Photo-based point labeling data
• • •
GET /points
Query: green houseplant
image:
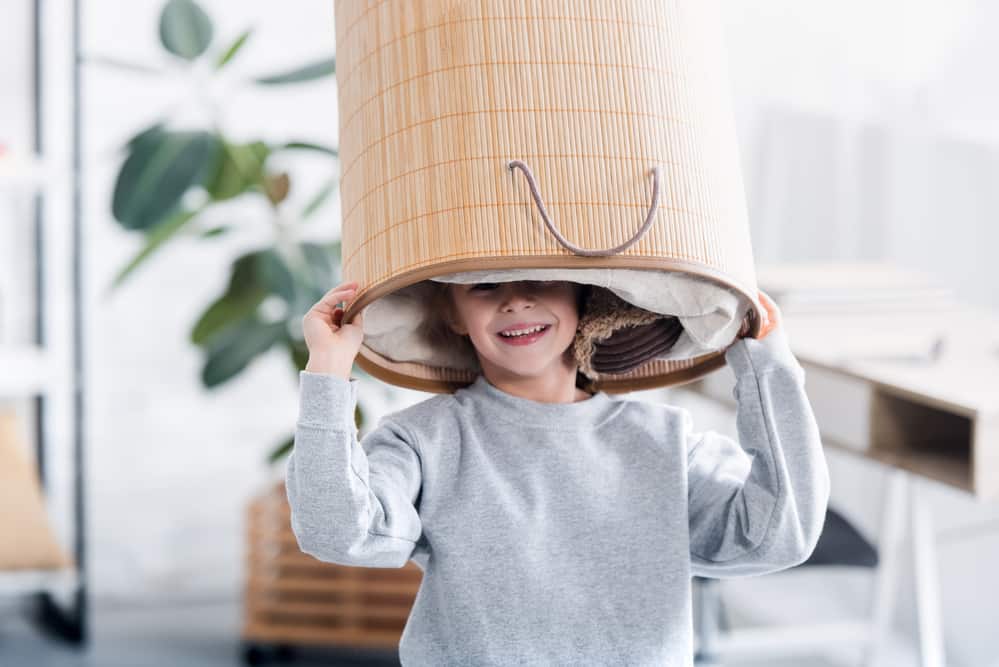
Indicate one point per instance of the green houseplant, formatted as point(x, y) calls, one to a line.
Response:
point(170, 178)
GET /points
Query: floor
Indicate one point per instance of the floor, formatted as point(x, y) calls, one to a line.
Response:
point(207, 635)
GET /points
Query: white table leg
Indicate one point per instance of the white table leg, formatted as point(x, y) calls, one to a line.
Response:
point(886, 577)
point(931, 647)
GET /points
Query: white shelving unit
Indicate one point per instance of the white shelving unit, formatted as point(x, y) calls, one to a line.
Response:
• • •
What you should do :: Write out all of these rows again, requests included, but raise every x and y coordinate in the answers by 133. Omit the pictures.

Result of this exercise ::
GET /points
Query: green houseplant
image:
Indicate one point per instance of the green houseplant, formatted as point(x, y) calls, one to a line.
Response:
point(303, 311)
GET /points
Query: floor
Indicate one point per instance of the floor, formatted as point(x, y) calls, one to a line.
Response:
point(340, 768)
GET /points
Query: white table leg
Indicate one point per instance of the white table leg, formatted as point(x, y) calls, one to a line.
Response:
point(1019, 710)
point(1064, 780)
GET /points
Query: white shelving unit
Indicate one point per instance of the white shelving unit, formatted as point(x, y) calls, one to a line.
Response:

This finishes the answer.